**Prompt:** Retype each entry below exactly as it stands.

Excerpts from a dataset

⟨

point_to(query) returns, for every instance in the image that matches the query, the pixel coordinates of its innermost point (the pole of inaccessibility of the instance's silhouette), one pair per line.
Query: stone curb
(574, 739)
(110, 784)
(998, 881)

⟩

**Output for this task:**
point_to(query) returns, for every instance in the image that matches the query, the pixel coordinates of its innermost point (the pole of inaccessibility of the instance's silhouette), one pair per line.
Query: stone curb
(574, 739)
(110, 784)
(998, 881)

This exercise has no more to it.